▶ **Exercise aim**: Change "one point per instance" to "one point for each instance" everywhere it occurs in the lines below, and write the lines out again with nothing else altered.

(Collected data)
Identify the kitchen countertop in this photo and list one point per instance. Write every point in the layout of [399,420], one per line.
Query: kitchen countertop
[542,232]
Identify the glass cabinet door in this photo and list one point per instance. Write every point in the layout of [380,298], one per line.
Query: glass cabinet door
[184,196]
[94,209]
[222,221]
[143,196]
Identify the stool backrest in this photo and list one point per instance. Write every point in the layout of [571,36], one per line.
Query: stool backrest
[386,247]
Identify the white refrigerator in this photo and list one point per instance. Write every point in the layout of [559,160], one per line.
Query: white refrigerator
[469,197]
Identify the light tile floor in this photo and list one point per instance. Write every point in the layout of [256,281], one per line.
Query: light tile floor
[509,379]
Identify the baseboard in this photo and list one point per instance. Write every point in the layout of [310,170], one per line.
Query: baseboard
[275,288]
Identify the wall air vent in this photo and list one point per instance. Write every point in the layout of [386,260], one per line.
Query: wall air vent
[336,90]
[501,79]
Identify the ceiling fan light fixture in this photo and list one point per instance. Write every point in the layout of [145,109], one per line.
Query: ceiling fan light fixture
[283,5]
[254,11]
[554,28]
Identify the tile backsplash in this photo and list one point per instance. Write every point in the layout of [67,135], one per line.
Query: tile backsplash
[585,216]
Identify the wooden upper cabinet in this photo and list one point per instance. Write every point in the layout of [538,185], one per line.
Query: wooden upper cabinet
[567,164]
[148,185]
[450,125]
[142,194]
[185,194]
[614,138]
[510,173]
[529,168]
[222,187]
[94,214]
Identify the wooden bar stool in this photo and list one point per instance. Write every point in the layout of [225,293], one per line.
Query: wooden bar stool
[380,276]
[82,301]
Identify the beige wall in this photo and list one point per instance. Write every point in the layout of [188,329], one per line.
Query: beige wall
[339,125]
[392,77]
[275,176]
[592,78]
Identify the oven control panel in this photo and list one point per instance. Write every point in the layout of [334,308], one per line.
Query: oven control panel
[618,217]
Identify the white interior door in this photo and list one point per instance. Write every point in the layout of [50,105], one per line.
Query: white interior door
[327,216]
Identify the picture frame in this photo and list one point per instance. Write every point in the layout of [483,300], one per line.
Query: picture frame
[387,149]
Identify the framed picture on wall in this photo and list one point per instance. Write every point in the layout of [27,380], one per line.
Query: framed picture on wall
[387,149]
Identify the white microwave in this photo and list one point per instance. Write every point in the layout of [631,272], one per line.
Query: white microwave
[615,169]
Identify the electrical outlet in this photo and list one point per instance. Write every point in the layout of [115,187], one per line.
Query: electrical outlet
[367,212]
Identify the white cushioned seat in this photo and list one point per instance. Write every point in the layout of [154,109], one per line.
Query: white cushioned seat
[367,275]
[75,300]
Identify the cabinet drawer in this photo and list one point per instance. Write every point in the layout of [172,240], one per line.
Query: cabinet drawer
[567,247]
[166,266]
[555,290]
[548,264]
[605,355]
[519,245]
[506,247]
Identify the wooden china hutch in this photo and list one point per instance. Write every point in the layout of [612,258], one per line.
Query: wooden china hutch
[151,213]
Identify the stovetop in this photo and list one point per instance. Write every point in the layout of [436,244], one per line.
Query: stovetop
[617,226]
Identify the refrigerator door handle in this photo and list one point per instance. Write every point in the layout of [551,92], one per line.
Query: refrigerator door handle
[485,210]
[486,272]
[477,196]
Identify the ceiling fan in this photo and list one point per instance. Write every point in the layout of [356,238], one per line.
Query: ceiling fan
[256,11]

▶ **Written solution**:
Identify the kitchen countertop in this photo and list one point for each instance. Write every point in the layout of [399,420], one per line.
Query: kitchen countertop
[542,232]
Identify the glass cabinet door in this photo and list one point for each instance. Write every point in the layout of [380,298], one per line.
Query: glass cabinet door
[184,196]
[94,209]
[222,221]
[143,196]
Identify the stool backrest in this photo and list one point for each instance. Write every point in the layout of [571,36], one per line.
Query: stool backrest
[386,247]
Identify the white refrigerator in this photo and list one point for each instance. Write every point in the layout of [559,160], one per line.
Query: white refrigerator
[469,197]
Identify the light tile floor in this photo and list one point for each instance. Write every point in the layout of [256,281], one per line.
Query: light tile floor
[509,379]
Identify the baseboard in this photo and list one point for each instance. Write every point in the layout of [310,170], one per line.
Query: baseboard
[275,288]
Identify the wall air vent in this photo and list one point for each instance. Write every point in the layout of [386,260], one per line.
Query: wall air vent
[336,90]
[501,79]
Identify the ceiling fan light fixture in this photo and list one point for each instance. Write every point in the layout of [145,109], one per line.
Query: ceiling fan light fixture
[283,5]
[254,11]
[554,28]
Identify the tile backsplash in this photo and list one point for each instance. Write every point in the layout of [67,135], one per line.
Query: tile backsplash
[585,216]
Identify the wooden upper cabinet in this photo and list one point for each instance. Write every point in the layout of [538,185], one per line.
Query: wooden upper cabinet
[567,164]
[148,185]
[450,125]
[142,194]
[185,194]
[614,138]
[510,173]
[529,168]
[222,187]
[94,214]
Identify the wooden bar stool in this photo and list one point for each instance. Write every point in the layout of [225,293], one per line.
Query: wooden bar stool
[380,276]
[82,301]
Identify the beige wall in this photo and list one point for each instance. Write every point in the layout of [188,329], one per line.
Query: beige wall
[339,125]
[392,77]
[275,176]
[592,78]
Identify the oven control panel in this photo and list one point for each instance. Write every point in the layout of [334,308], one per line.
Query: oven control panel
[618,217]
Identify the white interior door in this photo and list one point for each instance. Write every point in the layout of [50,105], one per line.
Query: white interior door
[327,216]
Identify the picture frame in this photo and list one point for each instance. Write every point in the layout of [483,300], one per line.
Query: picture frame
[387,149]
Identify the framed picture on wall in this photo and list one point for each instance. Write every point in the layout of [27,380], one per line.
Query: framed picture on wall
[387,149]
Identify the white microwave in this photo and list one point for each instance. Write every point in the layout of [631,272], one per line.
Query: white microwave
[615,169]
Identify the electrical outlet in this photo and list one point for each instance. Write every point in the layout of [115,187], one per line.
Query: electrical outlet
[367,212]
Identify the white cushioned seat in this photo and list one point for each instance. Write every point in the layout of [154,109], one per line.
Query: white cushioned seat
[367,275]
[75,300]
Identify the cabinet drawer in this photo and list one point for each instance. Write every point in the layout of [172,240], one per line.
Query: cabinet drawer
[567,247]
[166,266]
[555,290]
[548,264]
[605,355]
[519,245]
[506,247]
Identify the wooden china hutch in this photo and list one point for each instance. Write every point in the layout of [612,258], one per line.
Query: wooden china hutch
[151,213]
Identify the stovetop in this photo and list one point for each instance. Write every point in the layout of [436,244], one per line.
Query: stovetop
[617,226]
Identify the refrigerator door handle in this photo and list one point for each instance. Write every point in the layout of [551,92], one per line.
Query: refrigerator door handle
[485,210]
[486,272]
[477,196]
Identify the ceiling fan in this photo and list one point for each instance. Write every point in the layout of [356,238], one per line.
Query: ceiling fan
[256,11]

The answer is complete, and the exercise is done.